-- 課題 --
以下のレコードを依頼文も含めて全行書き直し、解答内の座標値をすべて1.85倍にリサイズする。値は四捨五入で整数にし（0.5は切り上げ）、依頼文や書式見本の数値はそのまま残す。

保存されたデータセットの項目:
- - -
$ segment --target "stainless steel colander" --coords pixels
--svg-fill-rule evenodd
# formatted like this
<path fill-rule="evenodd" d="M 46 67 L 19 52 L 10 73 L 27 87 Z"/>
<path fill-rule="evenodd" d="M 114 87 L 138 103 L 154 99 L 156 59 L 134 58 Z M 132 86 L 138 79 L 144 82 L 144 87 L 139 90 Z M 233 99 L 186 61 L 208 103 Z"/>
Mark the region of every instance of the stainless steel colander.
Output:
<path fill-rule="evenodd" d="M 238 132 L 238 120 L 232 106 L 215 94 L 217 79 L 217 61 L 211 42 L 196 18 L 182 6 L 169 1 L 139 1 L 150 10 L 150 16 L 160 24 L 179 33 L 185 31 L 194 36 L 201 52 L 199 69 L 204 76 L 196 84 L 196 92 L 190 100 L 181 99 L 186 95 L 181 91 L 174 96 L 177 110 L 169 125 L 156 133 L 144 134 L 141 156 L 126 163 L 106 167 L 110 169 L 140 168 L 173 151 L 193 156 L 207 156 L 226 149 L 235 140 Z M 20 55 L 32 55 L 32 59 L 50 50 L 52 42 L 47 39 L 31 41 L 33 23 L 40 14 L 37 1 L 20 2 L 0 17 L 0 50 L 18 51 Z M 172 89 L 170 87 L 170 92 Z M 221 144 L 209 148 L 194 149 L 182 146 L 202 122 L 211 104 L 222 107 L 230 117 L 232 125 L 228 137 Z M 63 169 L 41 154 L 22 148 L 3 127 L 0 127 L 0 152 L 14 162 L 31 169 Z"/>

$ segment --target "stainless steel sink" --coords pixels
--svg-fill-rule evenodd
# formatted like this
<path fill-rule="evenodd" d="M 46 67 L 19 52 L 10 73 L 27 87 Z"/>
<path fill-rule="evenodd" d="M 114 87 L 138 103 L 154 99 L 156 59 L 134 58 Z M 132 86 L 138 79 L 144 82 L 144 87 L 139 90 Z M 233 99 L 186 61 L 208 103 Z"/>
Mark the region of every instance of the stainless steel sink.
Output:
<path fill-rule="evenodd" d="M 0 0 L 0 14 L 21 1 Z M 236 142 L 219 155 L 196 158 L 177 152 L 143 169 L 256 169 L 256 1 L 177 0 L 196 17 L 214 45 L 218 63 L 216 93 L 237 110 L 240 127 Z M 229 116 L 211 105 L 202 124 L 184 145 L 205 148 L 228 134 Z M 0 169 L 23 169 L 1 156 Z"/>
- - -
-- 完全な解答 --
$ segment --target "stainless steel colander" --coords pixels
--svg-fill-rule evenodd
# formatted like this
<path fill-rule="evenodd" d="M 46 67 L 19 52 L 10 73 L 27 87 Z"/>
<path fill-rule="evenodd" d="M 114 87 L 138 103 L 154 99 L 156 59 L 134 58 Z M 132 86 L 138 79 L 144 82 L 144 87 L 139 90 Z M 233 99 L 186 61 L 208 103 Z"/>
Mark the region of every instance of the stainless steel colander.
Output:
<path fill-rule="evenodd" d="M 440 244 L 440 222 L 429 196 L 398 174 L 401 146 L 401 113 L 390 78 L 363 33 L 337 11 L 313 2 L 257 2 L 278 19 L 278 30 L 296 44 L 331 61 L 342 57 L 359 67 L 372 96 L 368 128 L 377 141 L 363 155 L 363 170 L 352 185 L 335 183 L 344 176 L 335 168 L 322 178 L 327 204 L 313 231 L 289 246 L 266 248 L 261 289 L 233 302 L 196 309 L 204 313 L 259 311 L 320 279 L 357 289 L 383 289 L 418 276 L 435 259 Z M 37 102 L 59 102 L 59 109 L 93 93 L 96 78 L 87 72 L 57 76 L 61 43 L 74 26 L 68 2 L 37 4 L 0 31 L 0 93 L 33 94 Z M 318 165 L 315 161 L 315 170 Z M 409 266 L 387 274 L 359 276 L 337 270 L 374 226 L 390 192 L 411 198 L 426 216 L 429 231 L 422 253 Z M 117 313 L 76 285 L 41 274 L 6 235 L 0 235 L 0 281 L 26 300 L 57 313 Z"/>

$ segment --target "stainless steel sink" --coords pixels
--svg-fill-rule evenodd
# formatted like this
<path fill-rule="evenodd" d="M 46 67 L 19 52 L 10 73 L 27 87 Z"/>
<path fill-rule="evenodd" d="M 114 87 L 138 103 L 154 99 L 156 59 L 134 58 Z M 132 86 L 138 79 L 144 82 L 144 87 L 139 90 Z M 233 99 L 186 61 L 208 103 Z"/>
Mark the region of every instance of the stainless steel sink.
Output:
<path fill-rule="evenodd" d="M 0 0 L 0 26 L 39 2 Z M 437 263 L 405 287 L 363 292 L 327 281 L 265 313 L 474 313 L 474 2 L 327 0 L 363 31 L 396 83 L 403 117 L 400 172 L 438 204 L 444 235 Z M 424 215 L 390 194 L 374 229 L 340 268 L 379 274 L 422 248 Z M 0 313 L 43 313 L 2 289 Z"/>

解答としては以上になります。